* _Description of the task_
Using the entries below, give the count of lines that hold "column". Say nothing besides the number.

* _Data excerpts_
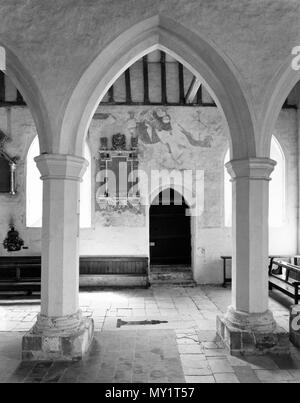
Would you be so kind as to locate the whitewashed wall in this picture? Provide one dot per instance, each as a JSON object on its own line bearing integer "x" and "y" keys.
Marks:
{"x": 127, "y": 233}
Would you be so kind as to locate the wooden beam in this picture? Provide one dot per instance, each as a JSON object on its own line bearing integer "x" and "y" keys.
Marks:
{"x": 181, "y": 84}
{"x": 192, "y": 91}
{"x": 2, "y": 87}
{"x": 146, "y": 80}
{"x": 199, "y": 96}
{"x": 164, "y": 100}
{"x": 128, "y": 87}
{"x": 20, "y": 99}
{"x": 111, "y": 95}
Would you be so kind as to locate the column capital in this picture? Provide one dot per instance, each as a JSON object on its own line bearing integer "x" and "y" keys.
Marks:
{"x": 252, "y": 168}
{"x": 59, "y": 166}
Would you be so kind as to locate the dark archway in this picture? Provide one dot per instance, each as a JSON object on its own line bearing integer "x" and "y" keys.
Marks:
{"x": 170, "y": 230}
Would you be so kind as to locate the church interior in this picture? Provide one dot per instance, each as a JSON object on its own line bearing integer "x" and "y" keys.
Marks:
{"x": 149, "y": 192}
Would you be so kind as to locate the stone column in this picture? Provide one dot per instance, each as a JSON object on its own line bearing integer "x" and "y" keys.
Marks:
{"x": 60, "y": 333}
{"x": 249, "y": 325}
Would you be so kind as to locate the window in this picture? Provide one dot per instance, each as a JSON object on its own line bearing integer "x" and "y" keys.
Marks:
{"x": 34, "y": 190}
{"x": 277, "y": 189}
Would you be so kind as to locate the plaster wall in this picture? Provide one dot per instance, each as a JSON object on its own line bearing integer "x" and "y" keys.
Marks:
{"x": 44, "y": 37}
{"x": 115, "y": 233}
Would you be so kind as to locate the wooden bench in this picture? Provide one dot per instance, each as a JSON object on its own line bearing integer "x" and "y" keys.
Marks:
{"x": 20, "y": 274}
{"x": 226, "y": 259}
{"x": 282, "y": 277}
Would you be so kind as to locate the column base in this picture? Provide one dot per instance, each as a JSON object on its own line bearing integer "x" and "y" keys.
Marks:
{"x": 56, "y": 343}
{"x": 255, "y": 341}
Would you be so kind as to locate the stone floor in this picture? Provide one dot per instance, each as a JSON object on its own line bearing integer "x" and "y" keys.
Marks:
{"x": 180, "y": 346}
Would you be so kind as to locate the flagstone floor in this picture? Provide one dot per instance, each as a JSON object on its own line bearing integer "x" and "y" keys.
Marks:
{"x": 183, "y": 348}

* * *

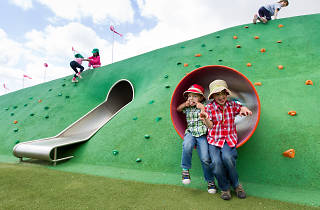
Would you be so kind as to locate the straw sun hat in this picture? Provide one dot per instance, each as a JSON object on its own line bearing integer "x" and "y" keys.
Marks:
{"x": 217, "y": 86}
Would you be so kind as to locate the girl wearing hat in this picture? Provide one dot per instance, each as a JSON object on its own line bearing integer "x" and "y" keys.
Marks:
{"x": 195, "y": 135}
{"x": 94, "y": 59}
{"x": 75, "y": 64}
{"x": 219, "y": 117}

* _Exercise solution_
3